→ **Set of tasks**
• a. Decide whether each statement agrees with the passage on internet governance below, answering yes or no and quoting the words of the passage that settle it. (i) In Europe, a PC cannot be bought without paying for the Windows OEM license. (ii) The passage reports that ICANN broke the Internet. (iii) MacOS X is based on BSD and Mach.
• b. Answer these questions from the passage on internet governance below, one answer per line.
(i) Who is cited as saying that certain functions are performed by ICANN with no kind of supervision?
(ii) What kind of infrastructure does the passage say the Internet is?
(iii) Which two systems is MacOS X said to be based on?
• c. Print the stretch of the passage on internet governance below from "Back to Internet" through "Brazil’s UN diplomat.".

→ **Text to read**
Maybe you’re a MacOS X user? Notice it’s an os based on BSD and Mach, both open sourced and contributed by an international developers community too. Linux? Idem. Windows? Maybe in some countries pirating licenses are very common, but in Europe we can’t even buy a PC computer without paying the Windows OEM license, even if you don’t need Windows and plan to install another operating system on the computer. Go figure. Who’s robbing who here? But I’m disgressing…

Back to Internet technologies, one can’t put its inner details to public access, ask for international proofreading and contribution (a very good practice IMHO) and later tell “stop using it outside our control, it’s our technology!”, that’s stupid. And it doesn’t works. It can’t. It’s just way too late.
Internet start very early to be and is even more now an international infrastructure. No way back. Get over it.

A better question is this: why fix something that isn’t broken? Why hand control of the internet to somebody else for the asking?

AFAIK, nobody said that ICANN broke Internet so far. No, it’s more about having a very clear and open and democratic and inclusive mechanism of overview of certain functions that today are performed by ICANN with no kind of supervision, as said Brazil’s UN diplomat.

→ **Extracted material**
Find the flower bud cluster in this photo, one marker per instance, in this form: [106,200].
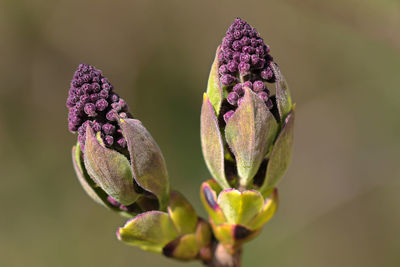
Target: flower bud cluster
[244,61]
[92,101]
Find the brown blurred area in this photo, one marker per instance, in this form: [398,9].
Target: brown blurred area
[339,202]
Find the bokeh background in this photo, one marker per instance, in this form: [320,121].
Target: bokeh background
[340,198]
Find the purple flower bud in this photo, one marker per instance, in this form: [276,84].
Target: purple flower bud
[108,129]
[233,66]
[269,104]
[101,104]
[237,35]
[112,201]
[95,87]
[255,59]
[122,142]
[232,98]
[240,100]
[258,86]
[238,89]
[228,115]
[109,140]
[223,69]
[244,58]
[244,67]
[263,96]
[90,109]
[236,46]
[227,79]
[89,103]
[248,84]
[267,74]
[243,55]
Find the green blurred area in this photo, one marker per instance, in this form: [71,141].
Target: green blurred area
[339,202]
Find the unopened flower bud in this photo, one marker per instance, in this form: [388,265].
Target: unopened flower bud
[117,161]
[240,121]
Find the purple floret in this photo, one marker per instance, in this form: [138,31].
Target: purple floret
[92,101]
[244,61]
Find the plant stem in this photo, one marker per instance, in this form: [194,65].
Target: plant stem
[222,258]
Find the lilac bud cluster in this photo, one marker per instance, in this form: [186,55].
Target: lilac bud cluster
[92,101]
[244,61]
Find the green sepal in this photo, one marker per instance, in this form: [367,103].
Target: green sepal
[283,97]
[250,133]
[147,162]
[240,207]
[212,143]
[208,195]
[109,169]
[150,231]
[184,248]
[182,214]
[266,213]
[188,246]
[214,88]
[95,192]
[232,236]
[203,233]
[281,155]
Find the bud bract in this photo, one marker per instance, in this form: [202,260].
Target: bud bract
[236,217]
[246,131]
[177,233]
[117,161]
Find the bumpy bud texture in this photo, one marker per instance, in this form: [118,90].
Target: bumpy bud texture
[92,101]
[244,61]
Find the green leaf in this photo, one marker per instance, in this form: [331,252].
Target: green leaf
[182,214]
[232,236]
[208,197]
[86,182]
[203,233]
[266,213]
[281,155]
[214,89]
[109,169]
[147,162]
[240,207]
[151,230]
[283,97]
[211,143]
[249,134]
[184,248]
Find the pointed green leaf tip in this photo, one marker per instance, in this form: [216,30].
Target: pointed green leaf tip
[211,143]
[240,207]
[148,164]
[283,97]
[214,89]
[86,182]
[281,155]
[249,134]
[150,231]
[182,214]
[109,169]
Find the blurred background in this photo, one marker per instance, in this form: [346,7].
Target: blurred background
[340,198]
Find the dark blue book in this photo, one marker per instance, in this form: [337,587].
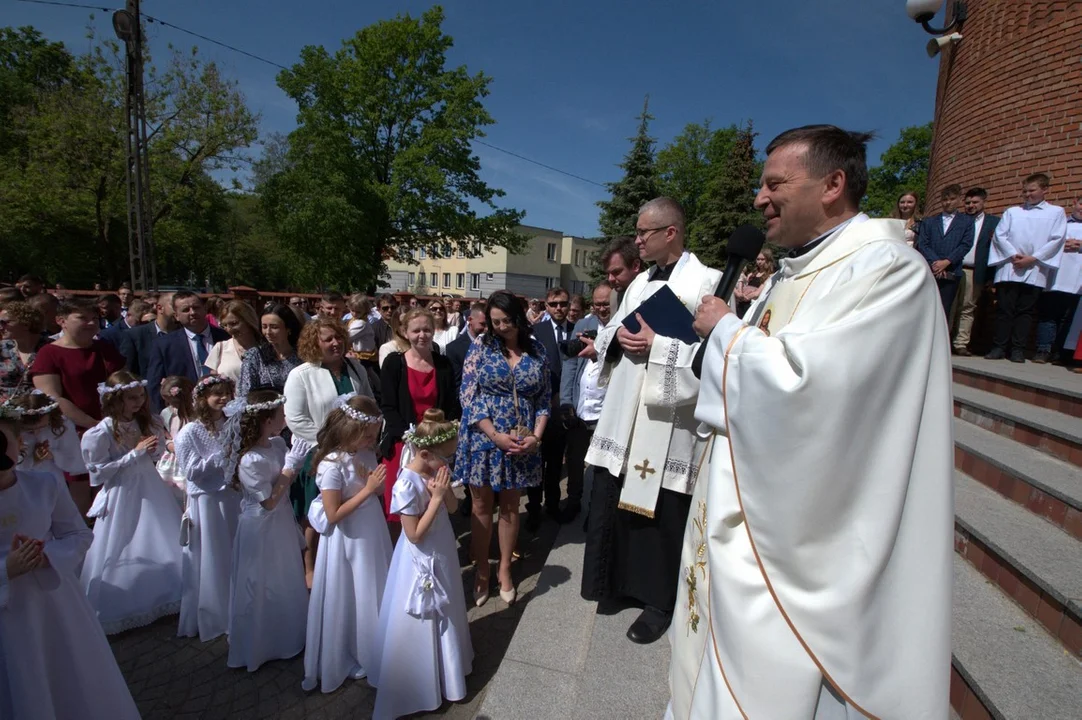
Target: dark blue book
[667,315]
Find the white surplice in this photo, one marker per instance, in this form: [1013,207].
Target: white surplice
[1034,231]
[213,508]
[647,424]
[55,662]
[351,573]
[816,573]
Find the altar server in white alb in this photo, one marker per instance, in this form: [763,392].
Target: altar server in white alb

→ **Response list**
• a.
(i) Yes: "in Europe we can’t even buy a PC computer without paying the Windows OEM license"
(ii) No: "AFAIK, nobody said that ICANN broke Internet so far."
(iii) Yes: "it’s an os based on BSD and Mach"

• b.
(i) Brazil’s UN diplomat
(ii) An international infrastructure
(iii) BSD and Mach

• c.
Back to Internet technologies, one can’t put its inner details to public access, ask for international proofreading and contribution (a very good practice IMHO) and later tell “stop using it outside our control, it’s our technology!”, that’s stupid. And it doesn’t works. It can’t. It’s just way too late.
Internet start very early to be and is even more now an international infrastructure. No way back. Get over it.

A better question is this: why fix something that isn’t broken? Why hand control of the internet to somebody else for the asking?

AFAIK, nobody said that ICANN broke Internet so far. No, it’s more about having a very clear and open and democratic and inclusive mechanism of overview of certain functions that today are performed by ICANN with no kind of supervision, as said Brazil’s UN diplomat.